Document text
/---

Identified in 2009 from gene expression profiling data, Early T cell Precursor Acute Lymphoblastic Leukemia (ETP-ALL) represents a subset of T-ALL sharing transcriptional and immunophenotypic similarities with early T-cell precursors (Coustan-Smith et al., 2009).
ETP-ALL is currently defined by a distinctive phenotype characterized by a lack of expression of the T-lineage cell surface markers CD1a and CD8, weak or absent expression of CD5 and aberrant expression of one or more myeloid or stem cell markers (Coustan-Smith et al., 2009).
Since the description, genetic alterations and prognostic data have been reported in literature improving our understanding of this subgroup. Therefore, ETP-ALL has been included as a provisional entity in the 2016 revision of the WHO classification of Acute Leukemias (Arber et al., 2016).

Early T-cell precursors (ETPs) are immature progenitors that have recently immigrated from the bone marrow to the thymus and which retain a multilineage differentiation potential (T-lymphoid, natural killer, dendritic and myeloid cell differentiation potential). Animal model based studies of ETPs demonstrate similarities with immature myeloid progenitors and hematopoietic stem cells (Bell and Bandhoola, 2008; Wada et al., 2008). Because gene expression profiling is not part of routine laboratory investigations, ETP-ALL cases are currently identified through the phenotype of blast cells : CD1a^-, CD8^-, CD5^- /weak, and positivity for one or more stem cell and/or myeloid antigens (CD117, CD34, HLA-DR, CD13, CD33, CD11b, and/or CD65) (Coustan-Smith et al., 2009; Chopra et al., 2014). ETP-ALL typically also express CD2, CD7 and cytoplasmic CD3 and may express CD4.

\---

Work task
Can you continue the passage on early T-cell precursor acute lymphoblastic leukemia, picking up right after its last sentence?

Excerpted records
/---

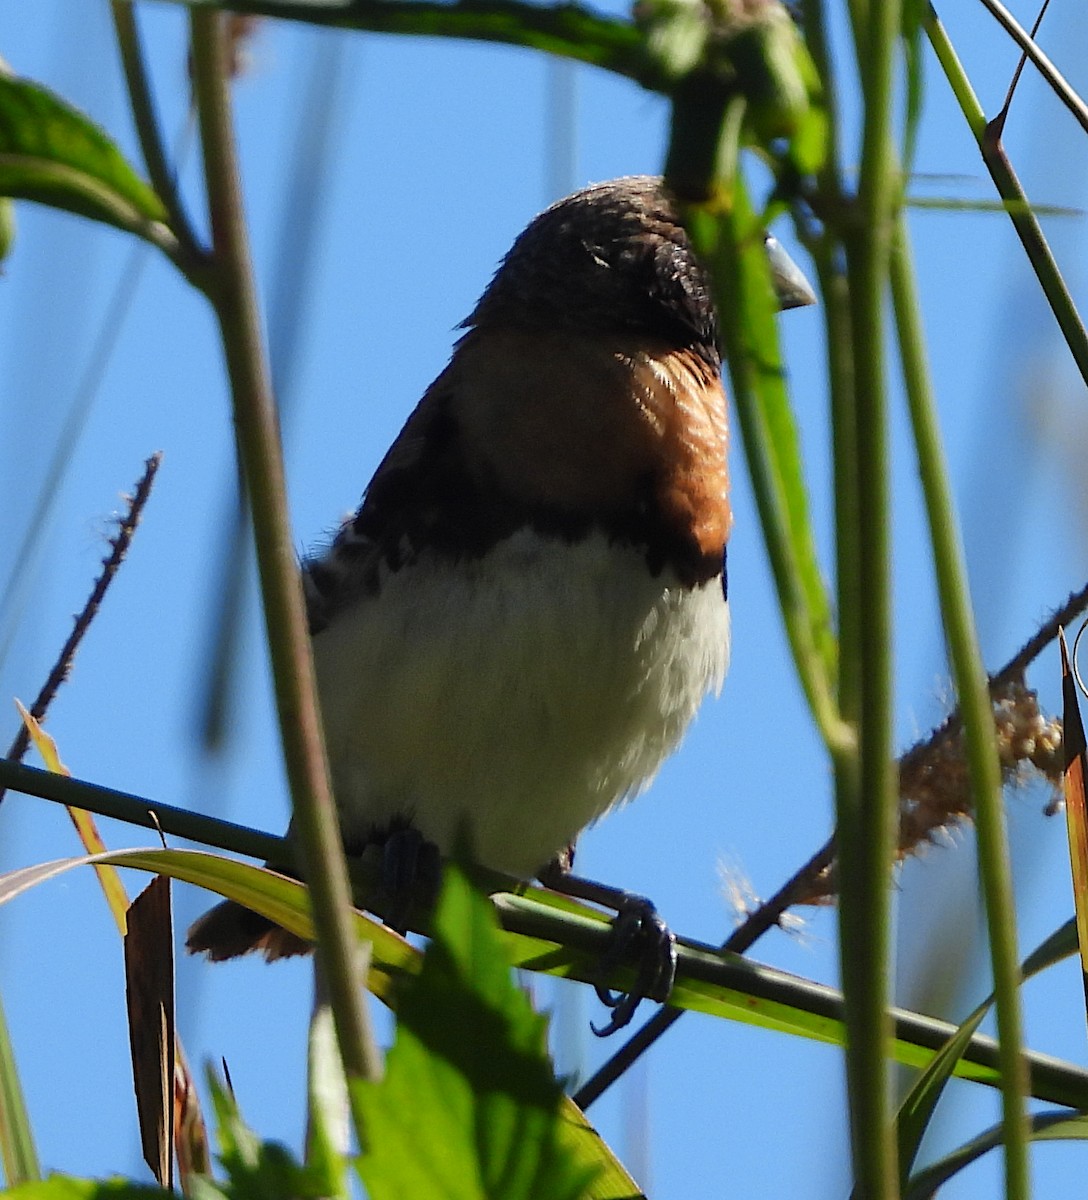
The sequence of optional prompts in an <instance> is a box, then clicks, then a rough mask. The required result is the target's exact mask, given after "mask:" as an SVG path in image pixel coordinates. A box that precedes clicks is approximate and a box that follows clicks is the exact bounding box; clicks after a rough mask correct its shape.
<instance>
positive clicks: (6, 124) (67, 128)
mask: <svg viewBox="0 0 1088 1200" xmlns="http://www.w3.org/2000/svg"><path fill="white" fill-rule="evenodd" d="M0 196H11V197H14V198H17V199H26V200H37V202H40V203H41V204H48V205H50V206H52V208H58V209H65V210H66V211H68V212H78V214H79V215H80V216H85V217H91V218H92V220H95V221H104V222H106V223H107V224H112V226H116V227H118V228H120V229H126V230H130V232H136V233H139V232H142V230H144V229H145V227H146V226H148V223H150V222H162V221H164V220H166V211H164V209H163V206H162V203H161V200H160V199H158V196H157V194H156V193H155V192H154V191H152V190H151V187H149V186H148V184H145V182H144V181H143V180H142V179H140V178H139V175H137V173H136V172H134V170H133V169H132V167H130V166H128V163H127V162H126V161H125V157H124V156H122V154H121V152H120V150H118V148H116V146H115V145H114V144H113V142H110V139H109V138H108V137H107V136H106V134H104V133H103V132H102V130H100V128H98V126H97V125H95V124H94V122H92V121H91V120H90V119H89V118H86V116H85V115H84V114H83V113H80V112H79V110H78V109H76V108H73V107H72V106H71V104H68V103H67V102H66V101H64V100H61V98H60V97H59V96H56V95H54V94H53V92H52V91H49V90H48V89H47V88H42V86H41V85H40V84H35V83H30V82H29V80H26V79H16V78H11V77H7V76H2V74H0Z"/></svg>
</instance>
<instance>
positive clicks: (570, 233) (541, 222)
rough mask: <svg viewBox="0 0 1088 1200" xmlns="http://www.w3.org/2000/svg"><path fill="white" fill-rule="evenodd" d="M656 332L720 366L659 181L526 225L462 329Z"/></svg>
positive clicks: (673, 213)
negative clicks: (481, 326)
mask: <svg viewBox="0 0 1088 1200" xmlns="http://www.w3.org/2000/svg"><path fill="white" fill-rule="evenodd" d="M479 324H494V325H512V326H522V325H530V326H534V328H535V326H539V325H547V326H548V328H552V329H555V328H559V329H573V330H578V331H582V332H588V331H591V330H606V331H615V330H620V331H624V332H638V334H650V335H653V336H655V337H663V338H667V340H669V341H672V342H674V343H675V344H678V346H684V347H691V348H692V349H696V350H698V352H699V354H701V356H703V358H711V356H713V359H714V361H715V362H716V361H717V324H716V320H715V316H714V305H713V301H711V299H710V286H709V281H708V278H707V272H705V271H704V270H703V266H702V264H701V263H699V262H698V260H697V259H696V257H695V253H693V252H692V248H691V244H690V242H689V240H687V234H686V233H685V232H684V228H683V227H681V226H680V223H679V221H678V220H677V214H675V210H674V209H673V205H672V202H671V200H669V199H668V198H667V196H666V193H665V191H663V190H662V186H661V180H660V179H655V178H653V176H649V175H636V176H631V178H630V179H615V180H612V181H609V182H607V184H594V185H593V186H591V187H587V188H583V190H582V191H581V192H575V193H573V196H567V197H566V198H565V199H563V200H559V202H558V203H557V204H553V205H552V206H551V208H549V209H546V210H545V211H543V212H541V214H540V216H537V217H535V218H534V220H533V221H530V222H529V224H528V227H527V228H525V230H524V233H522V234H521V236H519V238H518V239H517V241H515V244H513V246H512V247H511V250H510V253H509V254H507V256H506V257H505V258H504V259H503V263H501V265H500V266H499V270H498V271H497V272H495V276H494V278H493V280H492V282H491V284H489V286H488V288H487V290H486V292H485V293H483V295H482V296H481V298H480V302H479V304H477V305H476V307H475V310H474V312H473V314H471V316H470V317H469V318H468V320H467V322H465V325H468V326H473V325H479Z"/></svg>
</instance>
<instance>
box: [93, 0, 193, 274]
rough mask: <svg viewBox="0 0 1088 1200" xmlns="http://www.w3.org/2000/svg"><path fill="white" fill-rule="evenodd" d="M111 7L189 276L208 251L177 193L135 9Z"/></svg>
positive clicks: (167, 203)
mask: <svg viewBox="0 0 1088 1200" xmlns="http://www.w3.org/2000/svg"><path fill="white" fill-rule="evenodd" d="M109 7H110V12H112V14H113V23H114V31H115V34H116V38H118V49H119V52H120V55H121V68H122V71H124V73H125V84H126V86H127V89H128V103H130V108H131V109H132V118H133V121H134V122H136V132H137V137H138V138H139V143H140V150H142V151H143V155H144V163H145V164H146V167H148V174H149V175H150V178H151V186H152V187H154V188H155V191H156V192H157V193H158V198H160V199H161V200H162V203H163V206H164V208H166V210H167V215H168V217H169V224H170V229H172V230H173V233H174V236H175V238H176V239H178V254H176V258H175V262H178V265H179V266H180V268H181V269H182V271H185V274H186V275H188V274H190V272H191V271H192V270H194V269H196V268H197V266H198V265H199V264H200V263H202V262H203V260H204V259H205V258H206V254H205V252H204V248H203V247H202V245H200V242H199V239H198V238H197V235H196V233H194V232H193V227H192V223H191V222H190V220H188V215H187V214H186V211H185V206H184V205H182V203H181V197H180V194H179V192H178V181H176V178H175V174H174V172H173V170H172V169H170V166H169V163H168V162H167V156H166V150H164V149H163V143H162V138H161V136H160V132H158V122H157V120H156V116H155V102H154V100H152V97H151V84H150V82H149V79H148V72H146V68H145V66H144V55H143V52H142V49H140V41H139V30H138V29H137V23H136V12H134V8H133V5H132V2H131V0H110V5H109Z"/></svg>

\---

Reply to the task
Initially described from children ALL cohorts, ETP-ALL have also been identified in adults. Frequency of ETP-ALL varies among studies around 10-15% of T ALL.
In children, ETP-ALL has been reported in 11% to 16% of T-ALL (Coustan-Smith et al., 2009; Patrick et al., 2014).
In adults, ETP-ALL frequency ranges from 7,4% (Neumann et al., 2012) to 17% of T-ALL (Jain et al., 2016).
Based on gene expression profiling, some authors suggest that there is an immature signature related to ETPs (called "near ETP or "close to ETP") which may be more prevalent (Van Vlierberghe et al., 2013; Haydu and Ferrando, 2013).

Most studies report no significant association between ETP-ALL signature and clinical features including sex, age, white blood cell count, and central nervous system involvement (Coustan-Smith et al., 2009; Inukai et al., 2012; Neumann et al., 2012). Though, two no recurrent features were identified : an older age in paediatric population (Coustan-Smith et al., 2009) and a lower frequency of mediastinal mass at diagnosis in adult population (Neumann et al., 2012).

No specific morphologic features have been reported to date.

Since there is no consensus on the prognosis (see below), no specific protocol is recommended. Because of the trend to negative impact on prognosis, some authors suggest that new therapeutic strategies are needed to improve the outcomes of ETP-ALL (Jain et al., 2016; Neumann et al., 2013), including the use myeloid-targeted therapies such as tyrosine kinase inhibitors (Neumann et al., 2012; Neumann et al., 2013; Zhang et al., 2012)

There is currently no consensus on the prognosis of ETP-ALL.
Initial prognostic studies between 2009 and 2012 reported a negative prognostic impact on response rate and survival (Coustan-Smith et al., 2009, Inukai et al., 2012; Ma et al., 2012) and a higher risk of relapse (Allen and al., 2013).
These data were not confirmed in more recent studies with larger cohorts (Brent et al., 2014; Patrick et al., 2014; Zuurbier et al., 2014).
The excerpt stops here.